**What the task requires**: Gather every line below that contains the string "potted" and copy each of those lines in full.

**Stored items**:

========

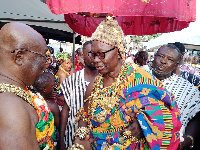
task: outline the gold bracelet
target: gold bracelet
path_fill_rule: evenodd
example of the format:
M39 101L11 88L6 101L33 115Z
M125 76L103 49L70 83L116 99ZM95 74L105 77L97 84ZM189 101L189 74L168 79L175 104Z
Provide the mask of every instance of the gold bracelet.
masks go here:
M192 149L194 147L194 138L190 135L186 135L187 137L189 137L192 141L192 145L190 145L190 149Z
M79 127L73 135L73 141L79 137L80 140L84 140L85 137L89 134L90 130L88 127Z
M85 148L83 145L76 143L73 144L72 147L68 148L67 150L85 150Z
M139 142L139 140L138 140L135 136L132 136L132 135L131 135L131 131L130 131L130 130L125 129L125 130L124 130L124 133L123 133L123 136L124 136L126 139L129 139L130 142L134 142L134 143L138 143L138 142Z
M139 140L135 136L132 136L132 135L129 137L129 139L130 139L131 142L134 142L134 143L139 142Z

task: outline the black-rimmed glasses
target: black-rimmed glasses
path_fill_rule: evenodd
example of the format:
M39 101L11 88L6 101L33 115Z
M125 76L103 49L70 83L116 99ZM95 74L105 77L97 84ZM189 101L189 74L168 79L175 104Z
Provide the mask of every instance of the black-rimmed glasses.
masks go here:
M88 56L90 56L92 59L95 59L96 56L99 57L99 59L104 59L105 58L105 54L114 50L116 47L113 47L105 52L97 52L97 53L94 53L94 52L88 52Z
M24 49L24 48L20 48L20 49L13 50L13 51L11 51L11 53L15 53L15 51L17 51L17 50L27 51L27 52L31 52L31 53L34 53L34 54L38 54L38 55L40 55L40 56L43 56L43 57L45 58L45 60L47 60L47 58L48 58L48 55L47 55L47 54L43 54L43 53L31 51L31 50Z

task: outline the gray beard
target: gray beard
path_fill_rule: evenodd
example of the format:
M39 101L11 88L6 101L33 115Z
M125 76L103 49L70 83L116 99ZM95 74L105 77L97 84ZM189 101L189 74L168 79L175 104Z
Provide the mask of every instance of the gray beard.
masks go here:
M86 65L86 67L88 67L90 70L97 70L95 66Z
M158 77L162 77L162 76L168 75L168 73L160 73L160 72L157 72L154 68L152 68L152 73L153 73L155 76L158 76Z

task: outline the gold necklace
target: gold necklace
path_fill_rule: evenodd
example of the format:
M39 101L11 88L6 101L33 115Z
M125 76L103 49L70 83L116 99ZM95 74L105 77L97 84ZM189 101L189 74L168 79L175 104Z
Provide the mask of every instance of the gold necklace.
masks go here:
M33 105L32 100L31 100L31 97L22 88L20 88L20 87L18 87L16 85L12 85L12 84L1 83L0 84L0 93L3 93L3 92L12 92L12 93L14 93L15 95L19 96L25 102L29 103L31 106L33 106L35 108L35 106Z
M115 78L115 82L112 83L111 86L103 88L103 84L101 83L102 74L99 74L94 83L94 88L91 96L88 98L89 100L89 109L88 113L91 113L91 118L96 122L103 122L106 119L107 114L115 107L115 112L119 106L119 93L121 91L121 83L124 77L124 69L125 66L121 67L121 71L117 78ZM102 92L106 92L109 88L112 88L112 94L107 97L106 95L101 96ZM98 105L103 109L100 113L94 115L95 107L93 103L98 103ZM116 113L114 112L114 119L116 118ZM114 124L112 124L114 126Z
M14 81L14 82L16 82L16 83L19 83L19 84L22 85L22 86L25 86L25 85L26 85L23 81L22 81L22 83L23 83L24 85L21 84L20 82L16 81L16 80L14 80L14 79L12 79L12 78L6 76L6 75L3 75L3 74L1 74L1 73L0 73L0 75L3 76L3 77L6 77L7 79L12 80L12 81Z
M62 70L64 73L66 73L67 75L69 75L69 72L67 72L62 66L60 66L60 70Z

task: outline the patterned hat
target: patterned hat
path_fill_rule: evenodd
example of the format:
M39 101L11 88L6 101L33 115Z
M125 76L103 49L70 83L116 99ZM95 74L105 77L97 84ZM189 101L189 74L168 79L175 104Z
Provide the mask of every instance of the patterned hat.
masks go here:
M92 40L98 40L116 46L120 52L124 51L124 32L117 20L113 20L112 17L107 17L106 20L103 20L91 38Z

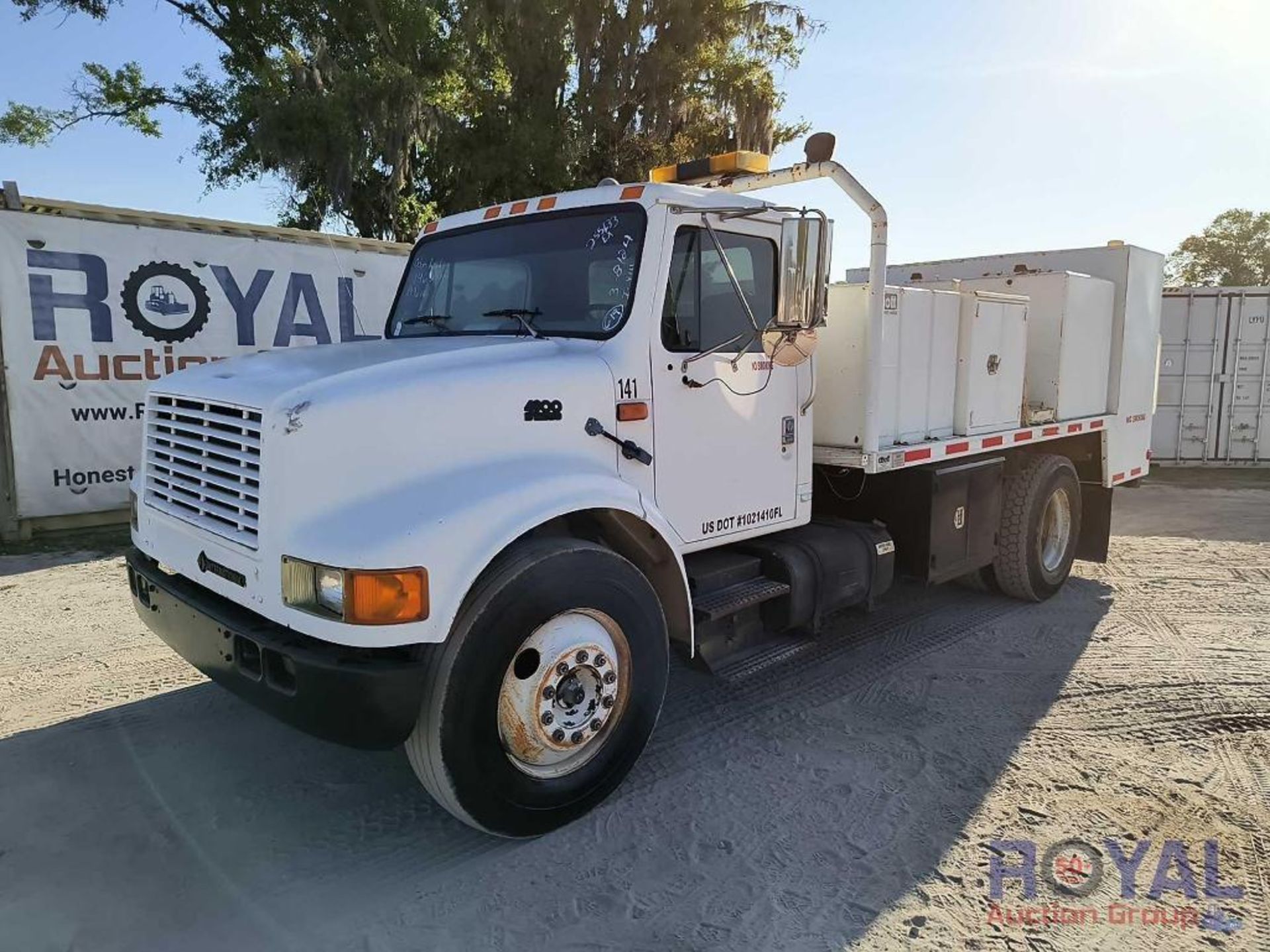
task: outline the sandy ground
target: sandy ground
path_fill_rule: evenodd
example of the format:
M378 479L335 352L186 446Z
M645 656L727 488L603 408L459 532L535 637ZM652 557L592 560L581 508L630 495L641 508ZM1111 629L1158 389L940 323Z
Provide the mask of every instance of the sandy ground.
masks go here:
M622 788L519 843L202 682L117 552L0 557L0 949L1267 948L1267 487L1119 494L1041 605L906 588L733 680L677 665ZM1242 928L1107 923L1105 848L1091 896L1001 904L1101 922L989 922L989 844L1073 836L1151 840L1139 915ZM1166 840L1245 895L1148 899Z

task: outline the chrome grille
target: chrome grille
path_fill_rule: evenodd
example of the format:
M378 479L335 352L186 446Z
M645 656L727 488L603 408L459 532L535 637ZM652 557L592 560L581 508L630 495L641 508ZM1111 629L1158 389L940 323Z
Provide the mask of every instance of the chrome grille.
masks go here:
M154 393L146 504L250 548L260 518L260 411Z

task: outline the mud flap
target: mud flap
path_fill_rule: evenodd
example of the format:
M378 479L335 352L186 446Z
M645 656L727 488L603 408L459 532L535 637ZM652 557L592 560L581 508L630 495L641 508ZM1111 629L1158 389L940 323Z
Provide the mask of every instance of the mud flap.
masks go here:
M1105 562L1111 541L1111 493L1097 482L1081 484L1081 537L1076 557L1086 562Z

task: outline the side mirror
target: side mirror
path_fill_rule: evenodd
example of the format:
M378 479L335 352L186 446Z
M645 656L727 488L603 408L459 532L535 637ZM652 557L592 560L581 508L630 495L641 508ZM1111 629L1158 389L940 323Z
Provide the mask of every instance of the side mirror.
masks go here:
M781 222L781 291L776 324L817 327L823 324L829 242L822 217Z

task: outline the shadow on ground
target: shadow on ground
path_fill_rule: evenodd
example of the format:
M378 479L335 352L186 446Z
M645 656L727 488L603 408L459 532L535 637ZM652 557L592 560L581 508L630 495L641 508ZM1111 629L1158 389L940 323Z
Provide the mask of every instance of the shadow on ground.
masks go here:
M907 588L743 679L677 664L624 787L533 842L453 821L398 751L311 740L211 684L17 735L0 935L24 952L841 948L932 873L1106 605L1086 580L1041 605Z

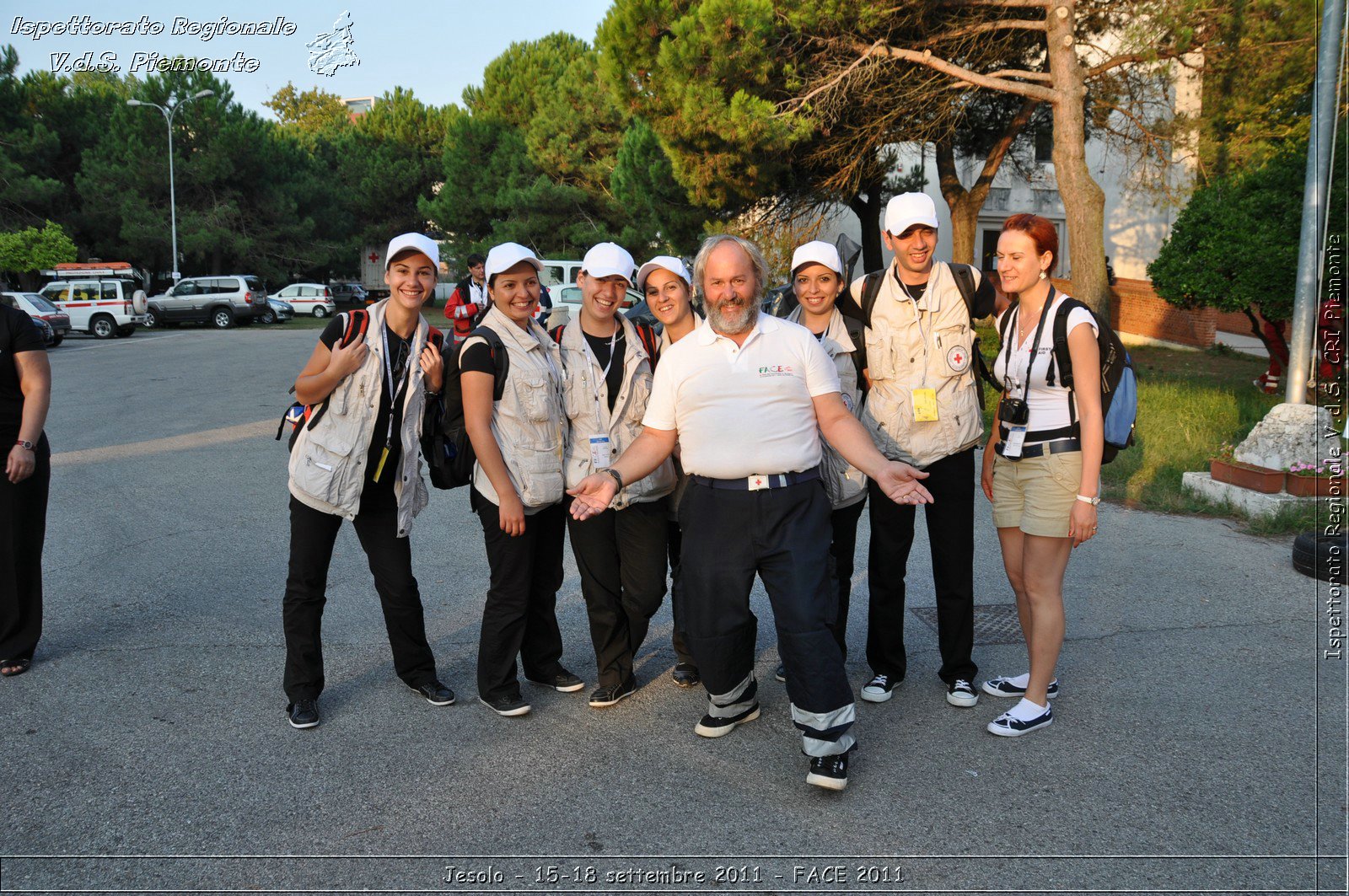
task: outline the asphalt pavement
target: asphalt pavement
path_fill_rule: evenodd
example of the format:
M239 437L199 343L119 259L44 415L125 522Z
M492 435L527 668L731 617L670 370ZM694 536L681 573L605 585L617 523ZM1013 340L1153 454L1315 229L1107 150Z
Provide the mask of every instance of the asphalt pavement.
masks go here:
M579 694L525 684L499 718L473 668L487 564L467 494L413 530L428 634L459 694L393 672L364 556L343 529L324 618L322 725L286 723L287 386L317 331L185 328L51 352L46 629L0 681L0 892L1344 892L1345 664L1334 596L1291 538L1102 505L1067 573L1048 730L947 704L936 633L909 613L909 676L858 703L851 783L804 783L762 588L764 715L693 734L669 679L668 605L639 691L585 703L575 563L558 594ZM1008 605L977 498L977 603ZM849 676L865 661L867 524ZM923 526L909 603L931 607ZM997 638L993 638L997 640ZM1005 638L1004 638L1005 640ZM1025 669L979 644L979 679Z

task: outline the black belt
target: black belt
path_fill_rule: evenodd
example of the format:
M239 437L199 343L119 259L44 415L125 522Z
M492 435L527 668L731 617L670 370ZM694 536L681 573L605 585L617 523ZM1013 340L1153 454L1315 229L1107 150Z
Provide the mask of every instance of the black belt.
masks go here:
M784 486L795 486L803 482L811 482L812 479L820 478L820 468L811 467L809 470L803 470L800 472L773 472L773 474L751 474L749 476L741 476L739 479L711 479L710 476L693 476L689 479L700 486L707 486L708 488L730 488L734 491L758 491L759 488L781 488Z
M1043 457L1044 455L1060 455L1064 451L1082 451L1082 441L1079 439L1063 439L1060 441L1048 441L1039 445L1027 445L1021 449L1020 457L1008 457L1004 455L1001 441L993 447L993 451L1008 460L1016 461L1028 460L1031 457Z

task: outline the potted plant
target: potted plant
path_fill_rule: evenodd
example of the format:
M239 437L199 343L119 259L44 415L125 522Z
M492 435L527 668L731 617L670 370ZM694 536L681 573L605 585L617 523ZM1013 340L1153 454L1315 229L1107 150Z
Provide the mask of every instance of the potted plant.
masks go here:
M1232 443L1222 443L1218 453L1209 457L1209 475L1214 482L1226 482L1238 488L1263 491L1267 495L1283 491L1284 472L1236 460Z
M1292 464L1283 490L1298 498L1331 498L1345 494L1345 470L1340 460Z

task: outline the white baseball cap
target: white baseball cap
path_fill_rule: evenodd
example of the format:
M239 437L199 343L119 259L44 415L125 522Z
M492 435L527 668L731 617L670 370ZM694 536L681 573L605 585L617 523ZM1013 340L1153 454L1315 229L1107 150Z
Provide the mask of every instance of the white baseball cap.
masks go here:
M843 277L843 259L839 258L839 251L832 243L811 240L804 246L797 246L796 251L792 252L792 273L795 274L797 269L811 262L823 264L839 277Z
M684 285L688 286L693 282L693 278L688 275L688 269L684 267L684 262L674 258L673 255L657 255L652 260L642 264L642 270L637 271L637 289L646 289L646 278L650 277L652 271L661 269L666 270L674 277L681 277Z
M389 252L384 255L384 270L394 263L394 256L399 252L406 252L413 250L421 252L430 259L432 266L440 270L440 247L436 246L436 240L421 233L399 233L394 239L389 240Z
M529 262L536 271L544 270L544 263L534 256L534 252L519 243L502 243L487 250L487 262L483 269L483 279L490 281L496 274L502 274L515 267L521 262Z
M915 224L936 229L936 204L927 193L900 193L885 206L885 231L898 236Z
M581 270L590 277L622 277L629 283L634 267L633 256L618 243L596 243L581 259Z

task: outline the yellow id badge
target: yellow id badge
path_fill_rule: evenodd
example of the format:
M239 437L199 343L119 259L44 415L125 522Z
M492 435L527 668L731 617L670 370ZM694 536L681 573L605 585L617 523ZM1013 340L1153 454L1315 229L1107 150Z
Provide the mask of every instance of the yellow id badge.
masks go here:
M936 390L913 390L913 422L927 424L936 420Z
M379 474L384 472L386 460L389 460L389 445L384 445L383 451L379 452L379 464L375 467L375 482L379 482Z

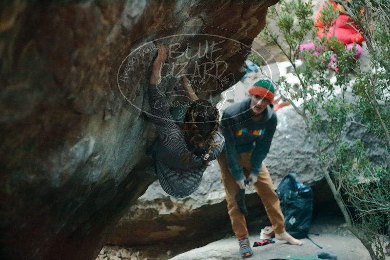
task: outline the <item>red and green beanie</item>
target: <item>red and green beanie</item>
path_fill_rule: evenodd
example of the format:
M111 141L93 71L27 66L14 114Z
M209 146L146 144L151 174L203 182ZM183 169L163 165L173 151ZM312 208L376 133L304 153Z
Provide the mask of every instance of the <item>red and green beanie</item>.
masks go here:
M260 79L249 89L249 93L263 96L272 104L275 96L275 88L269 80Z

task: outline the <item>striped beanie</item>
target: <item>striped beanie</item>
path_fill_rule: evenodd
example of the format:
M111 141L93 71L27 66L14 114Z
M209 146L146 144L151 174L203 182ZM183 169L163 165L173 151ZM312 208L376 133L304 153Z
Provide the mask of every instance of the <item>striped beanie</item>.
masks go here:
M275 96L275 88L269 80L260 79L249 89L249 93L263 96L268 100L270 104L272 104Z

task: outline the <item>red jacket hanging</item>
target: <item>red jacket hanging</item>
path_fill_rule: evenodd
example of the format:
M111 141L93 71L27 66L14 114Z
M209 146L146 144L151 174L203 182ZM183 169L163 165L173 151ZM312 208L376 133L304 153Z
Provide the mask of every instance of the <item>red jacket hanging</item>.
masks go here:
M314 20L314 27L318 27L317 36L319 38L322 38L325 34L324 32L324 25L321 22L322 16L322 9L326 6L327 2L325 1L322 6L320 7L317 13L317 16ZM333 4L333 10L336 11L337 4L334 1L332 1ZM344 14L340 14L334 20L332 21L332 25L329 28L329 31L327 34L327 38L334 36L339 41L342 42L344 45L356 42L362 45L364 40L362 35L357 29L356 23L353 21L350 16Z

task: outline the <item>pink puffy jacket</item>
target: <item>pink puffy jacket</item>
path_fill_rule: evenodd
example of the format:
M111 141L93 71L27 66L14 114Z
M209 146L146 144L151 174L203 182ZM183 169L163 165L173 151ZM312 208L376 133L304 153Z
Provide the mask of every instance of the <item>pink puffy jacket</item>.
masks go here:
M333 10L335 12L336 4L334 1L332 1L332 2L333 4ZM317 27L319 29L317 36L320 38L322 38L324 35L324 25L321 21L321 17L322 15L322 9L326 5L326 1L320 7L314 21L314 27ZM356 42L361 45L364 41L364 38L357 29L356 23L350 16L343 14L339 15L338 17L332 21L332 25L330 27L329 31L326 36L328 39L332 36L334 36L344 45Z

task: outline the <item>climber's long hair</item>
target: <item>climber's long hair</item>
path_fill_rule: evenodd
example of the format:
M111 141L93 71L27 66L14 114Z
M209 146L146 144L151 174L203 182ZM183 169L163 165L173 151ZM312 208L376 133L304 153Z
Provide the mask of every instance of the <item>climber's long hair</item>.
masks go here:
M183 162L188 164L195 151L202 150L202 153L210 155L212 149L216 145L213 137L219 127L219 112L209 101L198 99L194 101L184 116L184 139L190 151L183 157ZM203 159L205 166L210 165L207 158Z

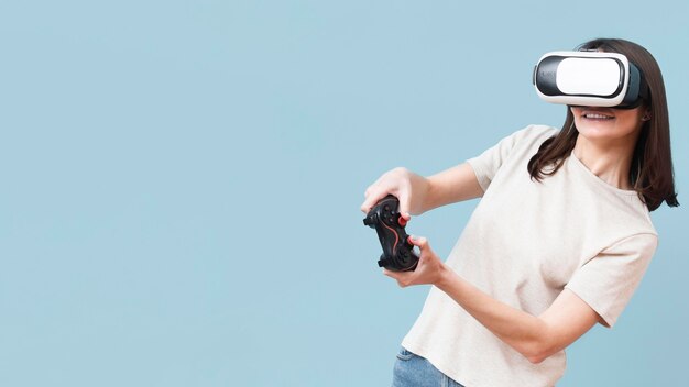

========

**Answer to this task**:
task: outline the potted plant
target: potted plant
Provide the mask of every instance of the potted plant.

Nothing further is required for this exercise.